WHAT THIS TASK INVOLVES
Quote, word for word, the line containing "Query: pointed arch portal" and all lines that follow it to the end of the records, with no pictures.

EXTRACTED RECORDS
━━━━━━━━━━━━━━━━━━━━━━━━━━━━━━

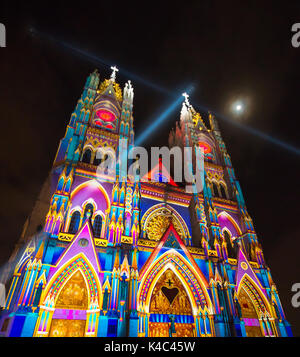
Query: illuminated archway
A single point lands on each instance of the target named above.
(193, 284)
(170, 300)
(255, 310)
(72, 296)
(156, 220)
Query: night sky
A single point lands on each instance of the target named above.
(226, 50)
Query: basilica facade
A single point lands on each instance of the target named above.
(121, 256)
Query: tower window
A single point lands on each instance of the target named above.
(215, 189)
(230, 247)
(74, 224)
(97, 225)
(88, 211)
(223, 192)
(87, 156)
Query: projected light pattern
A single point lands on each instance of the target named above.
(97, 60)
(158, 121)
(117, 246)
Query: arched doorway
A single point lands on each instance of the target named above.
(69, 318)
(170, 308)
(249, 315)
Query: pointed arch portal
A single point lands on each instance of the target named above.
(175, 298)
(254, 309)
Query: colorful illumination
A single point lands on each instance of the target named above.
(105, 115)
(147, 273)
(205, 147)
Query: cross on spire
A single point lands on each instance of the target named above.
(114, 71)
(186, 98)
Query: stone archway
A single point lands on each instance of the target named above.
(249, 315)
(69, 317)
(170, 308)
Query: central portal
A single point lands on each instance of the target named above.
(170, 308)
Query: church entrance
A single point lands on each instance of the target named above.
(249, 315)
(170, 308)
(69, 318)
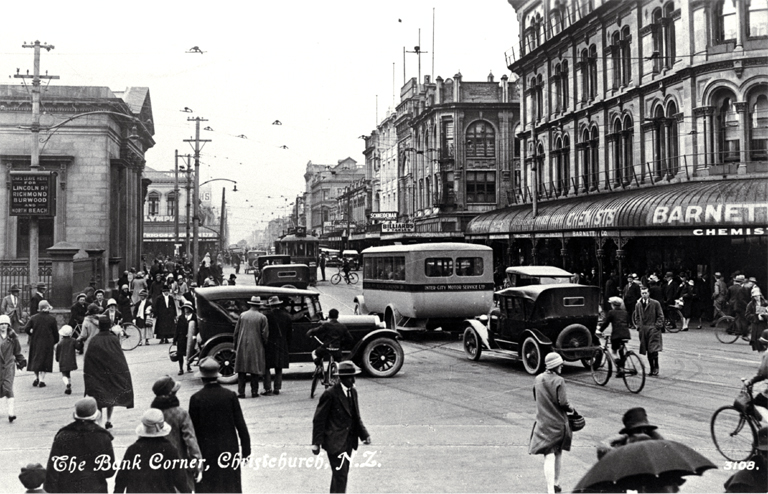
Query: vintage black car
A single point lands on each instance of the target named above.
(529, 322)
(285, 275)
(375, 349)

━━━━━━━━━━━━━━━━━━━━━━━━━━━━━━

RESPONSE TO THE EXERCISE
Query: pointed arch portal
A single point lands on each instance of the target named above.
(175, 298)
(254, 309)
Query: colorful illumination
A single point lands on each instance of the target named above.
(105, 115)
(147, 273)
(205, 147)
Query: cross on spire
A single point lands on each instance of the target named above.
(114, 71)
(186, 98)
Query: stone archway
A single point lands on each instance of the target named above.
(249, 315)
(69, 317)
(170, 308)
Query: central portal
A single point lands on each instance of the target named above.
(170, 308)
Query: church entrance
A single point lands on each instance of the target named above.
(249, 315)
(170, 308)
(69, 318)
Query: vintage black car
A single point lands on each instance of the target named above.
(529, 322)
(285, 275)
(375, 349)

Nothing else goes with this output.